_PROBLEM STATEMENT_
The required output is all lines below that contain the word "then".

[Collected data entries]
+ + + + + + +
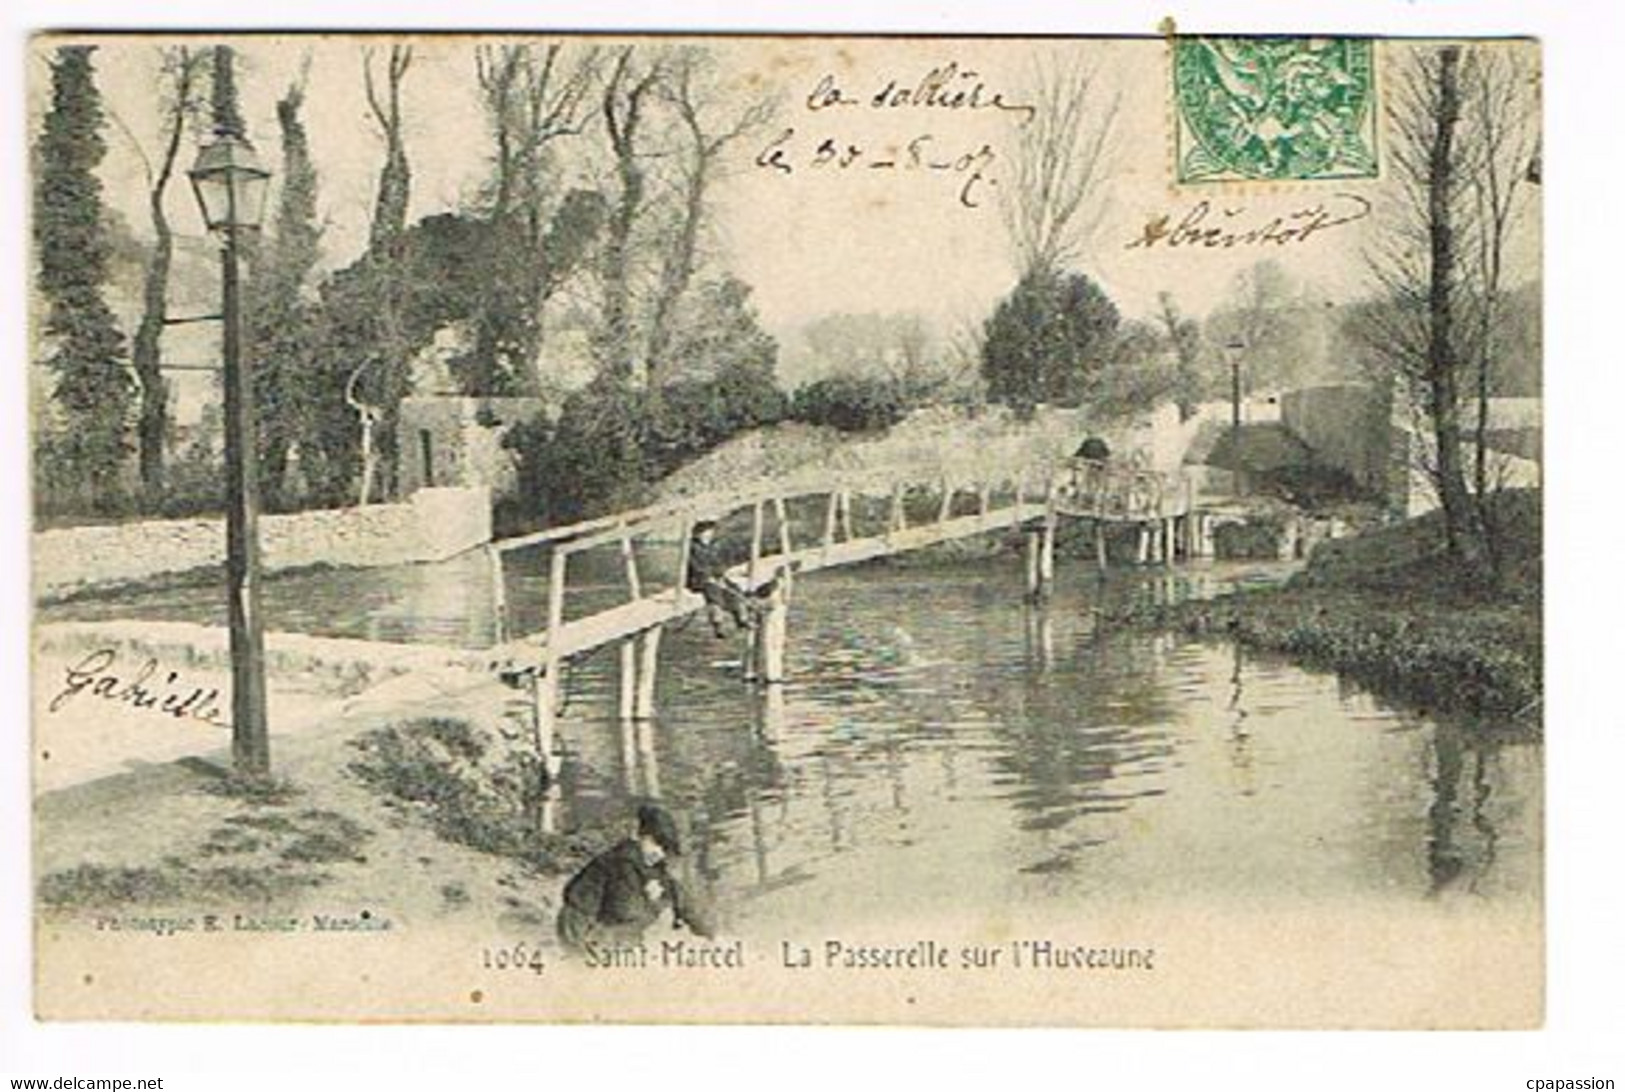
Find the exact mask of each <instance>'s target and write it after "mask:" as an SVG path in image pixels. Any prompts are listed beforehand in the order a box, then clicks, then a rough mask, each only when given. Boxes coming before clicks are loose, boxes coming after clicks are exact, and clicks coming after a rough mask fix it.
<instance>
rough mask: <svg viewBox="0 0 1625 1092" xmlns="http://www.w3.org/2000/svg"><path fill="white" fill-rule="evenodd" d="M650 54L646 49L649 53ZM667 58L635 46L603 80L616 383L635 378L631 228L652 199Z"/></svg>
mask: <svg viewBox="0 0 1625 1092" xmlns="http://www.w3.org/2000/svg"><path fill="white" fill-rule="evenodd" d="M645 54H647V50H645ZM665 67H666V57H665V54H658V52H656V54H652V55H640V54H639V52H637V47H635V45H627V47H624V49H621V52H617V54H616V58H614V63H613V65H611V68H609V78H608V80H606V81H604V89H603V99H601V115H603V124H604V135H606V137H608V140H609V154H611V158H613V161H614V176H616V193H614V200H611V203H609V223H608V231H606V236H604V245H603V291H604V302H603V332H601V340H603V356H604V369H606V372H608V375H609V377H611V379H616V380H622V382H624V380H629V379H632V374H634V359H632V354H634V328H632V262H630V260H632V229H634V228H635V226H637V221H639V215H640V213H642V211H643V205H645V200H647V197H648V192H647V187H648V177H647V169H645V161H647V159H648V156H650V154H652V148H650V146H648V143H650V141H648V119H650V106H652V104H653V102H655V101H656V98H658V88H660V81H661V78H663V76H665Z"/></svg>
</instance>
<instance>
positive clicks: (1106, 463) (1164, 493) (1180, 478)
mask: <svg viewBox="0 0 1625 1092" xmlns="http://www.w3.org/2000/svg"><path fill="white" fill-rule="evenodd" d="M1058 499H1059V504H1061V507H1063V509H1064V510H1066V512H1071V513H1074V515H1092V517H1095V518H1107V520H1160V518H1168V517H1173V515H1185V513H1186V512H1188V510H1189V509H1191V481H1189V478H1188V476H1186V474H1170V473H1163V471H1157V470H1146V468H1141V466H1133V465H1128V463H1113V461H1103V460H1090V458H1072V460H1069V461H1068V463H1064V465H1063V466H1061V468H1059V471H1058Z"/></svg>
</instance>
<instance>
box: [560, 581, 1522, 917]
mask: <svg viewBox="0 0 1625 1092" xmlns="http://www.w3.org/2000/svg"><path fill="white" fill-rule="evenodd" d="M1085 572H1087V570H1082V569H1076V570H1068V567H1064V565H1063V574H1061V580H1059V582H1058V583H1059V587H1058V590H1056V595H1055V598H1053V600H1051V601H1050V604H1048V606H1045V608H1043V609H1032V608H1027V606H1024V604H1022V601H1020V583H1019V582H1020V572H1019V567H1017V565H1014V564H986V562H983V564H977V565H968V564H967V565H939V567H931V569H884V567H876V569H863V570H837V572H824V574H812V575H809V577H804V578H803V580H801V582H798V585H796V590H795V606H793V611H791V640H790V653H788V655H790V663H788V668H790V679H791V681H790V682H786V684H785V686H782V687H773V689H772V691H769V692H760V691H754V689H749V687H746V686H743V684H741V682H739V678H738V674H739V669H738V658H739V656H738V648H736V647H734V643H733V642H731V640H718V639H715V637H713V635H712V634H710V632H708V629H707V627H705V626H704V622H694V624H691V626H689V627H687V629H684V630H681V632H678V634H673V635H671V637H668V642H666V645H665V647H663V650H661V658H663V663H661V673H663V674H661V678H660V686H658V705H660V710H661V712H660V718H658V723H655V725H650V726H645V728H630V726H622V725H621V723H619V721H617V720H616V717H614V700H616V699H614V694H616V666H614V663H613V660H614V658H613V656H609V655H603V656H598V658H596V660H595V661H588V663H585V665H582V666H580V668H578V669H577V673H575V676H574V678H572V679H570V692H572V694H574V699H572V705H570V708H569V713H567V720H565V738H567V741H569V744H570V747H572V749H574V751H575V757H577V760H575V762H572V764H570V765H569V773H567V780H565V785H564V795H562V799H561V801H559V814H557V816H556V822H557V824H559V825H561V827H562V829H567V827H570V825H574V824H575V822H578V821H583V819H604V817H613V816H616V814H626V811H627V808H629V804H630V801H632V799H635V798H642V796H656V798H663V799H666V801H668V803H673V804H674V806H676V808H678V809H679V811H681V814H682V816H684V817H686V821H687V825H689V830H691V842H692V845H691V851H689V861H687V866H689V868H691V871H692V876H694V881H695V882H697V884H699V886H700V887H702V889H707V890H708V892H710V895H712V897H713V900H715V903H717V905H718V907H720V912H721V915H723V916H725V918H726V921H728V926H730V929H734V931H746V933H757V934H762V936H775V934H785V933H786V931H791V929H795V928H798V926H799V928H804V926H806V925H808V923H809V921H811V920H822V921H825V923H829V921H847V923H863V921H887V920H895V918H899V916H907V915H908V913H912V912H913V910H915V908H928V907H954V910H955V915H965V916H973V918H977V920H999V918H1007V916H1009V915H1012V913H1035V912H1037V913H1045V912H1059V913H1063V915H1064V913H1066V912H1071V910H1074V908H1085V907H1089V905H1090V903H1094V902H1097V900H1108V902H1110V903H1111V905H1115V907H1121V905H1123V903H1137V902H1144V903H1147V905H1163V907H1165V905H1170V903H1185V902H1193V903H1194V905H1214V903H1215V900H1224V902H1248V900H1258V899H1308V900H1315V902H1323V900H1345V902H1347V900H1360V902H1365V900H1376V902H1381V903H1393V902H1399V903H1425V902H1428V900H1435V899H1453V900H1454V899H1472V900H1532V899H1537V897H1539V884H1540V881H1539V876H1540V868H1539V860H1540V853H1539V837H1540V808H1542V798H1540V785H1542V775H1540V749H1539V744H1536V743H1531V741H1527V739H1523V741H1518V739H1510V738H1505V734H1503V733H1497V731H1495V730H1493V728H1495V726H1492V725H1472V723H1456V721H1441V720H1433V718H1423V717H1419V715H1414V713H1409V712H1404V710H1399V708H1394V707H1391V705H1388V704H1384V702H1381V700H1378V699H1375V697H1373V695H1370V694H1367V692H1363V691H1360V689H1357V687H1354V686H1349V684H1345V682H1341V681H1339V679H1337V678H1336V676H1332V674H1326V673H1316V671H1305V669H1302V668H1297V666H1293V665H1290V663H1287V661H1284V660H1279V658H1269V656H1258V655H1251V653H1243V652H1241V650H1240V648H1238V647H1235V645H1232V643H1224V642H1196V640H1185V639H1178V637H1167V635H1147V634H1129V632H1113V630H1110V629H1108V627H1103V626H1102V624H1100V621H1098V619H1100V609H1098V608H1100V604H1102V603H1105V601H1111V600H1120V598H1123V596H1146V595H1155V596H1186V595H1209V593H1212V591H1215V590H1220V588H1225V587H1230V583H1232V580H1230V578H1228V577H1230V574H1227V572H1224V570H1209V572H1206V574H1198V575H1194V577H1193V575H1172V577H1170V575H1162V574H1159V575H1133V574H1121V575H1115V577H1113V580H1111V582H1110V583H1107V585H1100V583H1097V582H1095V580H1094V577H1092V575H1085ZM1045 916H1051V915H1050V913H1045Z"/></svg>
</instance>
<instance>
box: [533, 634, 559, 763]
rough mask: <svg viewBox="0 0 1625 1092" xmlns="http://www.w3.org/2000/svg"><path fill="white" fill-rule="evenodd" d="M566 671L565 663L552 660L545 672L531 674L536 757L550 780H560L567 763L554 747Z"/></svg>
mask: <svg viewBox="0 0 1625 1092" xmlns="http://www.w3.org/2000/svg"><path fill="white" fill-rule="evenodd" d="M562 668H564V665H562V661H561V660H548V666H546V669H544V671H541V673H539V674H531V691H530V700H531V715H533V718H535V725H536V757H538V759H541V764H543V765H544V767H546V770H548V777H549V778H557V777H559V770H561V769H564V762H562V760H561V757H559V752H557V751H556V747H554V743H556V739H557V734H559V731H557V723H559V699H561V695H562V692H564V684H562V681H561V679H559V674H561V673H562Z"/></svg>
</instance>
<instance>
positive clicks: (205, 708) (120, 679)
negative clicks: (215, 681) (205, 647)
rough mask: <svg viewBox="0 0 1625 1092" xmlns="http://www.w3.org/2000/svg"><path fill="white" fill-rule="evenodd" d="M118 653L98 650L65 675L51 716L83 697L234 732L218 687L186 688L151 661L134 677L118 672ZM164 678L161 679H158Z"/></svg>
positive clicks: (49, 710) (173, 673) (109, 650)
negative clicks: (83, 695) (225, 719)
mask: <svg viewBox="0 0 1625 1092" xmlns="http://www.w3.org/2000/svg"><path fill="white" fill-rule="evenodd" d="M117 665H119V653H117V652H114V650H112V648H99V650H98V652H93V653H89V655H88V656H85V658H83V660H80V661H78V663H76V665H73V666H72V668H68V669H67V671H65V673H63V686H62V689H60V691H58V692H57V695H55V697H52V699H50V705H49V707H47V708H49V712H52V713H55V712H60V710H62V708H65V707H67V705H68V702H72V700H73V699H76V697H80V695H81V694H85V695H89V697H96V699H101V700H104V702H114V704H117V705H128V707H130V708H150V710H153V712H154V713H158V715H163V717H172V718H176V720H198V721H203V723H205V725H211V726H215V728H231V725H229V723H228V721H226V720H224V715H223V712H221V707H219V700H221V694H219V689H218V687H202V686H187V684H185V682H182V681H180V674H179V673H176V671H161V669H159V666H158V660H151V658H148V660H146V661H143V663H141V665H140V666H138V668H137V669H135V671H133V673H122V671H115V668H117ZM159 676H163V678H159Z"/></svg>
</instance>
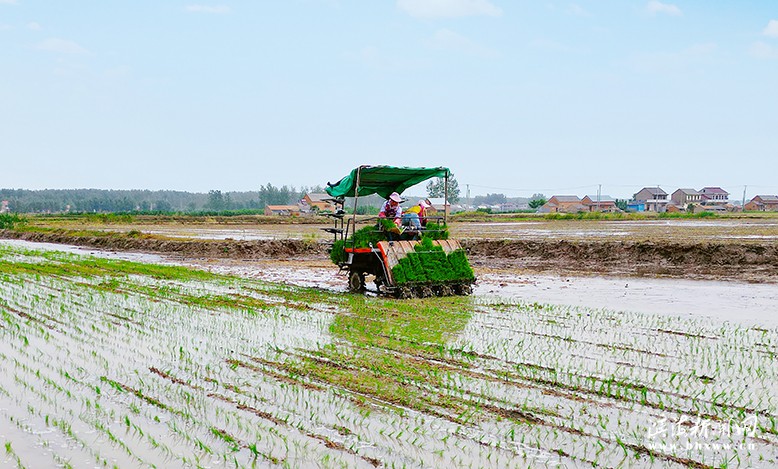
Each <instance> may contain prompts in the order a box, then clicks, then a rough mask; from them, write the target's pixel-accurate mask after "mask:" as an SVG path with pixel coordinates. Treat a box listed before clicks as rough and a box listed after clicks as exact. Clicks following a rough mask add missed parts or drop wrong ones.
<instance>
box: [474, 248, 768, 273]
mask: <svg viewBox="0 0 778 469" xmlns="http://www.w3.org/2000/svg"><path fill="white" fill-rule="evenodd" d="M462 244H463V245H464V247H465V248H466V249H467V251H468V253H469V254H470V257H471V259H472V261H473V263H474V264H475V265H476V266H482V267H486V266H492V267H507V266H512V267H515V268H523V269H528V270H552V271H561V272H571V273H573V272H581V273H585V272H589V273H603V274H623V275H650V276H668V277H684V278H705V279H733V280H745V281H755V282H778V245H776V244H774V243H764V244H753V243H742V244H737V243H721V244H716V243H678V242H664V241H663V242H659V243H654V242H641V241H634V242H619V241H580V242H571V241H558V240H557V241H520V240H466V241H464V242H463V243H462Z"/></svg>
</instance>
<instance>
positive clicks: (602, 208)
mask: <svg viewBox="0 0 778 469" xmlns="http://www.w3.org/2000/svg"><path fill="white" fill-rule="evenodd" d="M581 205H583V206H584V207H586V211H587V212H605V213H611V212H618V211H619V208H618V207H617V206H616V199H614V198H613V197H611V196H609V195H602V194H600V195H599V196H597V195H586V196H584V198H583V199H581Z"/></svg>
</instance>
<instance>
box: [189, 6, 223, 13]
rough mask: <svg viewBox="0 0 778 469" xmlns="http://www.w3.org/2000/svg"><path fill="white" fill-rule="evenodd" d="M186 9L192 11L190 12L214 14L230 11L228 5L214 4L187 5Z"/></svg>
mask: <svg viewBox="0 0 778 469" xmlns="http://www.w3.org/2000/svg"><path fill="white" fill-rule="evenodd" d="M186 11H188V12H192V13H215V14H221V13H229V12H230V11H232V10H231V9H230V7H228V6H226V5H214V6H208V5H187V6H186Z"/></svg>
+ + + + + + +
_EXPECTED OUTPUT_
Find the exact mask of each <instance>'s target and write it after "mask:" as an SVG path in image pixels. Any prompts are listed beforehand in the order a box, then clicks, then a rough mask, each only when given. Boxes coming before clicks are loose, boxes coming after clicks are exact, and clicks coming after a rough mask fix it.
Each <instance> may contain prompts in the order a box, then clicks, then a rough mask; from them, write the target's pixel-accurate mask after "mask:" as an SVG path with pixel coordinates. Treat a box listed before clicks as rough and a box listed after clicks as exact. Clicks following a rough mask add missed parts or drop wrong ones.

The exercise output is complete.